Copy the data precisely, keeping every character.

- DATA TO EXAMINE
----------

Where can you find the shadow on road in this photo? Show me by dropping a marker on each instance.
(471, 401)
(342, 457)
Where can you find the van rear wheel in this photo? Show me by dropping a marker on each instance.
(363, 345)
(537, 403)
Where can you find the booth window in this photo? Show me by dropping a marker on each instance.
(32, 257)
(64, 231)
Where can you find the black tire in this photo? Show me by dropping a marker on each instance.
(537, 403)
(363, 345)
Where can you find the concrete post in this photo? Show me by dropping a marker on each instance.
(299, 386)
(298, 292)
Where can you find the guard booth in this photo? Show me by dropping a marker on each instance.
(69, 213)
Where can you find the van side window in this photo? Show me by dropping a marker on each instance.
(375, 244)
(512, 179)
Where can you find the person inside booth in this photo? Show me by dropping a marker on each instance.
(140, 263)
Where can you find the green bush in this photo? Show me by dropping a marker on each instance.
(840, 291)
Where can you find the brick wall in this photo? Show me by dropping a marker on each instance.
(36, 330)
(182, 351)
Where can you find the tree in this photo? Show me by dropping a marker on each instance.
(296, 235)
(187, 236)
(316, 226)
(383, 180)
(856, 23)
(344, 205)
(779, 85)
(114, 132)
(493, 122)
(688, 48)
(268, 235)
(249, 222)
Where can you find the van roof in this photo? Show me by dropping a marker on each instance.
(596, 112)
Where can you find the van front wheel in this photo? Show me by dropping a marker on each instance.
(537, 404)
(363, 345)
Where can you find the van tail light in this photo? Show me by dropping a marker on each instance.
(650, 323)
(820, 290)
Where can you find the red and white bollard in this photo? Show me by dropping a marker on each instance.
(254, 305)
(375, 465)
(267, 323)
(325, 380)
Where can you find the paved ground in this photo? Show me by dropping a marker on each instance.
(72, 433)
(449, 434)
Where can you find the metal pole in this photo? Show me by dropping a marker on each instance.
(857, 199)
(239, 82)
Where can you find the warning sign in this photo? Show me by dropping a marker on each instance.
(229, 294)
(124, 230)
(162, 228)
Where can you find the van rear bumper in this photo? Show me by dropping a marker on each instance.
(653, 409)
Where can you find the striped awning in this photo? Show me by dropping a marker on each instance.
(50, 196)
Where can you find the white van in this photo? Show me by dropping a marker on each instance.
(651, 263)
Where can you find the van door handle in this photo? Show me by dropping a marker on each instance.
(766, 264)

----------

- PROBLEM SOLUTION
Where can you find the shadow on road in this photo? Show me by dropping a marker on each instance.
(471, 401)
(342, 457)
Where can you find the van rear wheel in this photo? Show me by dropping a marker on each instance.
(363, 345)
(537, 403)
Where can you find the booth window in this photo? Show me by dropping a marker on each instance.
(32, 257)
(64, 231)
Where can you find the black tire in this photo? Show me by dropping a marker on each instance.
(537, 403)
(363, 345)
Where can you find the concrete post in this photo? Show me by dropping a marker on each instance.
(299, 386)
(298, 292)
Where can you find the guard booth in this photo? Show me by dropping a marker on each instance.
(69, 213)
Where can you find the van side window in this photo? Show me by dropping a marker on each instance.
(375, 244)
(512, 179)
Where can you find the person inside booth in this photo? Show me by dropping a marker on each instance.
(140, 263)
Where can you find the green bush in this photo? Show me by dropping a marker on each instance.
(840, 291)
Where can you find the brick wall in this photo? Show me by dropping a marker on each instance.
(36, 330)
(182, 351)
Where can you find the tree in this photo? Show me by dropping a marker on each instance.
(296, 235)
(187, 236)
(316, 226)
(383, 180)
(856, 23)
(344, 205)
(779, 85)
(114, 132)
(493, 122)
(688, 48)
(268, 235)
(249, 222)
Where can you find the van roof in this photo? Show me by dropping a marker on each instance.
(596, 112)
Where can you find the van front wheel in this photo? Show me by dropping a marker on each instance.
(537, 404)
(363, 345)
Where can you find the van tail light in this photo? Show me by dropping a marker on each instance.
(650, 323)
(820, 290)
Where can you find the red and white bollard in this photo? Show me by dropping a marker on each instance.
(254, 305)
(375, 465)
(267, 323)
(325, 380)
Where can you find the paved ground in this photo? Show me by dropping a marker on each instance.
(72, 433)
(449, 434)
Where can you find the metal pole in this photo? Show me by dropping a marker on each instance.
(857, 199)
(239, 82)
Where can you find the warning sign in this photo? Show me by dropping a marker on each instance.
(229, 294)
(124, 230)
(162, 228)
Where can you find the van rear bumper in this photo? Show me by dropping a marker on each instance.
(653, 409)
Where can you find the striped awning in this photo? Show me by dropping a marker on each instance.
(50, 196)
Where can you find the white van in this photo? Show me by dropping a marker on each instance.
(651, 263)
Where can you find the van door handle in this photo? Show me by dropping a marker on each instance.
(766, 264)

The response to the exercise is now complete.